To return to the positive side of Iraq, the Iraqi Government’s task is to build on that progress and make the most of the opportunities, ensuring that Iraq’s economy is booming, and that that translates into a better life for normal people throughout the country. Improving the country’s security, which has been fully under Iraqi control for 18 months, is vital, but the Iraqi Prime Minister and other political leaders need to find an inclusive political process to resolve the underlying tensions that, I acknowledge, remain, and therefore to reduce the space within which the extremists operate. In that context, I welcome the holding of last Sunday’s Cabinet meeting in Irbil, which I hope sends a signal of serious intent to improve relations between the Federal Government and that of the Kurdistan region.

No doubt many hon. Members will want to raise Iraq’s relations with the region. Increasingly, Iraq has been making progress on rebuilding its relationships with countries that were once adversaries. I was particularly pleased to note that the Kuwaiti Prime Minister met Prime Minister Maliki in Baghdad only yesterday. That is another sign of the increasing warmth of relations in the region.

The UK will continue to support Iraq as it faces those challenges. Indeed, the relationship between our countries is increasingly strong. That is true at the Government level. Four UK Ministers including myself have visited Iraq in the past nine months. We visited not only Baghdad, but Irbil and Basra—my right hon. Friend Lord Green, the Minister for Trade and Investment, visited Basra. We have relationships in the Defence Ministries—a meeting took place in London only this morning. I can assure the House that UK Ministers press the Iraqi Government and Ministers on a range of issues, including their plans to improve security.

- _INFORMATION SUPPLIED_
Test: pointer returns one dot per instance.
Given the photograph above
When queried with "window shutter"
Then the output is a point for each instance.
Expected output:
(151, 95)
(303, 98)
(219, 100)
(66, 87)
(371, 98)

- _TASKS TO COMPLETE_
**a.** In the Iraq excerpt, how long has the country's security been fully under Iraqi control?
**b.** Repeat the part of the Iraq excerpt that begins at the words "No doubt many" and stops after "in the region.".
The listing is separate material and is not part of the Iraq excerpt.

- _FULL SOLUTIONS_
**a.** For 18 months.

**b.**
No doubt many hon. Members will want to raise Iraq’s relations with the region. Increasingly, Iraq has been making progress on rebuilding its relationships with countries that were once adversaries. I was particularly pleased to note that the Kuwaiti Prime Minister met Prime Minister Maliki in Baghdad only yesterday. That is another sign of the increasing warmth of relations in the region.